§ **REQUIREMENTS**: Rewrite the material below, starting at the line containing "detect the cable" and ending after the line containing "[[0, 0, 7, 84]]", with the requests included and left as they are. Multiply every bounding box coordinate in the answers by 0.7 and round each result to a whole number, with halves rounding up.

§ **Rows of bounding box annotation data**:
↓↓↓
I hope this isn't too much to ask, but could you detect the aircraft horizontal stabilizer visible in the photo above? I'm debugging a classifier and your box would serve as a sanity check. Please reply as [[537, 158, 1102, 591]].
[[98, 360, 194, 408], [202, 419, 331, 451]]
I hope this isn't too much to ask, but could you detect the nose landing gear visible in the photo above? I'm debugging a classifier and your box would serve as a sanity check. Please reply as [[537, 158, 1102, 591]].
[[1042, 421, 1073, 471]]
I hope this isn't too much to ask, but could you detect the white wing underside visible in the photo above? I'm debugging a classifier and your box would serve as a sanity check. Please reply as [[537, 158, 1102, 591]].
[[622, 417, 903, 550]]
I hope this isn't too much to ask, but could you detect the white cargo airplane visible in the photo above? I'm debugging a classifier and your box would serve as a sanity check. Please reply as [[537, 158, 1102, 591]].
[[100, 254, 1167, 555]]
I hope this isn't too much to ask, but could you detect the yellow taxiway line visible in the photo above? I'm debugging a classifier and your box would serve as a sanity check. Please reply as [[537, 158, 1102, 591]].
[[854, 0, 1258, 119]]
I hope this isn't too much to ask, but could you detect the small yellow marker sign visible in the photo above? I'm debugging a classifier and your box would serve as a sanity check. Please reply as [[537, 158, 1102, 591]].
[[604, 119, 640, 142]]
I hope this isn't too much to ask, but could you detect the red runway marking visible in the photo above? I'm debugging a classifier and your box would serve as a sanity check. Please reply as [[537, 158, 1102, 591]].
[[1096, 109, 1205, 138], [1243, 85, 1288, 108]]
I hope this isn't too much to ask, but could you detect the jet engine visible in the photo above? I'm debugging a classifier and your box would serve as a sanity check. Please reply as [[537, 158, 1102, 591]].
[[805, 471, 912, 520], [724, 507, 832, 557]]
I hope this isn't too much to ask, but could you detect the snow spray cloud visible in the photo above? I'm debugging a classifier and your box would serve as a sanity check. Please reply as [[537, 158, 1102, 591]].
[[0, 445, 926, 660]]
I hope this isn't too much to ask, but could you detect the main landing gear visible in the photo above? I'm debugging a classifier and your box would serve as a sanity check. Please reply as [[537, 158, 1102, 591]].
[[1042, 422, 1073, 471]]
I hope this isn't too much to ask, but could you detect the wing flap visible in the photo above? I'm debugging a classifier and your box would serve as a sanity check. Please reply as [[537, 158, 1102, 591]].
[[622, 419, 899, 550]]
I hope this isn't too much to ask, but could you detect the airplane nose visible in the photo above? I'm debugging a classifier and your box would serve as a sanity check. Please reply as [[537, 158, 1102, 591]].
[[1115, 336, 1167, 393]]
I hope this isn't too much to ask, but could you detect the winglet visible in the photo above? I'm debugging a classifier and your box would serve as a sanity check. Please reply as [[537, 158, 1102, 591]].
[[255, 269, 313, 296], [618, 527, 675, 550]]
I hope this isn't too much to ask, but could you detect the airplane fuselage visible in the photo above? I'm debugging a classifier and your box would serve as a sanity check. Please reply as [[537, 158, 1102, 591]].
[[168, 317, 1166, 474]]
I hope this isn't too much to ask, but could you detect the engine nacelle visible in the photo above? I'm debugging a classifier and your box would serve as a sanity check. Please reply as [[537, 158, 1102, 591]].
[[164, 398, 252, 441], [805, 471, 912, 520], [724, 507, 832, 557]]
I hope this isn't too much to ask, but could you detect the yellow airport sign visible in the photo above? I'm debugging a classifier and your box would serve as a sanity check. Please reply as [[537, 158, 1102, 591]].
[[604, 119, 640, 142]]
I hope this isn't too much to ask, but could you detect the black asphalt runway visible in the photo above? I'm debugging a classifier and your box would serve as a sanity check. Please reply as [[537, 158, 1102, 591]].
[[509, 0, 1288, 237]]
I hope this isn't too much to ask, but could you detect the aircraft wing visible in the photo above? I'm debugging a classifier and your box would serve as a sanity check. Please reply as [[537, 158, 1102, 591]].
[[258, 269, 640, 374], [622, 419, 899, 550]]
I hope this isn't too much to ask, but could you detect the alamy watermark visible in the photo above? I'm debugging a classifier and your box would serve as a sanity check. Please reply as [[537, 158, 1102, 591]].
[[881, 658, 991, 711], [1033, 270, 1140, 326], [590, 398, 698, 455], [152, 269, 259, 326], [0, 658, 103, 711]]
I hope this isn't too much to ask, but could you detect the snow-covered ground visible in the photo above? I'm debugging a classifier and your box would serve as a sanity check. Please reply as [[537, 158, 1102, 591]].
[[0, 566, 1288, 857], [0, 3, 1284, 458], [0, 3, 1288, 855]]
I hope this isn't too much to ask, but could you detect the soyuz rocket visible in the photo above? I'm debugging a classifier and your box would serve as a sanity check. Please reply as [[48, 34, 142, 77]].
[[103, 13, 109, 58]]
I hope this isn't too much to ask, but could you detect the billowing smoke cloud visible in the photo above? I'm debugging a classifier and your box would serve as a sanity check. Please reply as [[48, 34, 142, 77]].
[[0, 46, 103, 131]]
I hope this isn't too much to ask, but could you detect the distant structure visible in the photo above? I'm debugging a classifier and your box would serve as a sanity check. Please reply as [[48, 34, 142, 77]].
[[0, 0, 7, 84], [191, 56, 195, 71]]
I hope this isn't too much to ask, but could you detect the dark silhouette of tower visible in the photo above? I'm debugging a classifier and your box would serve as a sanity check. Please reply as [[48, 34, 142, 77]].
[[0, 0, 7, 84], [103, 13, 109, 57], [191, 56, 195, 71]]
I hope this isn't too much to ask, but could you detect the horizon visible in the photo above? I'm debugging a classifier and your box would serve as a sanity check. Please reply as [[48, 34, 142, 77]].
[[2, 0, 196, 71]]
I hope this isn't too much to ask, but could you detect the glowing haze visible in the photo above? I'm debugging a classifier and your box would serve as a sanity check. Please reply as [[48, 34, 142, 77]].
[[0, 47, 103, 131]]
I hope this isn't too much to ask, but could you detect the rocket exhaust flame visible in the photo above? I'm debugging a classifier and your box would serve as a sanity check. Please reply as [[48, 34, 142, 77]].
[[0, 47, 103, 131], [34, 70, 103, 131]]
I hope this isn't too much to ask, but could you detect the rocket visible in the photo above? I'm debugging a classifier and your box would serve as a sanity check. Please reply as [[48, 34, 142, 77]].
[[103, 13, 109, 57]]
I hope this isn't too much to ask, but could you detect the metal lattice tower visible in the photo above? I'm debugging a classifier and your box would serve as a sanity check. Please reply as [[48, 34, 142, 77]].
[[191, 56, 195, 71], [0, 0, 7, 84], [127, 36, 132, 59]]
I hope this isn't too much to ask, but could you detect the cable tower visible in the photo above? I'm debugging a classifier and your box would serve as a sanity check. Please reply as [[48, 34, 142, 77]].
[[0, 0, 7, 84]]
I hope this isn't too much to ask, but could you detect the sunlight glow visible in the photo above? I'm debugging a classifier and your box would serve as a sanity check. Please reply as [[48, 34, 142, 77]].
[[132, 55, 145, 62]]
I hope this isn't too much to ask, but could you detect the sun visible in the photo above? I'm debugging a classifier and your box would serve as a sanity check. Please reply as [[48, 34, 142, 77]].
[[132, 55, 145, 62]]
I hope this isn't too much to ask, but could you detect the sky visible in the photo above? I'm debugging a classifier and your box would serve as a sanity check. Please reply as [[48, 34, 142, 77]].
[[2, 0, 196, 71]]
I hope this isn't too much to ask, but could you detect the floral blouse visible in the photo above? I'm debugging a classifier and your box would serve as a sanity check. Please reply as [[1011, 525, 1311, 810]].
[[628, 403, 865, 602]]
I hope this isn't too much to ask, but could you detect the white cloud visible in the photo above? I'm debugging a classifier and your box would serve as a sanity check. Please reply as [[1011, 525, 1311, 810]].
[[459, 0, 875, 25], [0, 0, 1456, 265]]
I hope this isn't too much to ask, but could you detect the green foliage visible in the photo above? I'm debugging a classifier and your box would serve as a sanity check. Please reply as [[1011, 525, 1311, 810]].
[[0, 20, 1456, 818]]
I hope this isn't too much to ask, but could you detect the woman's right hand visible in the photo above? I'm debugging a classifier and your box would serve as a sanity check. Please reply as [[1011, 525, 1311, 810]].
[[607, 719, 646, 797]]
↑↑↑
§ **THE RESULT**:
I hope this isn't too much to ask, but could you detect the cable tower visible in the photo above? I'm debugging a classifier and your box would serve as a sanity check. Please reply as [[48, 34, 142, 77]].
[[0, 0, 5, 59]]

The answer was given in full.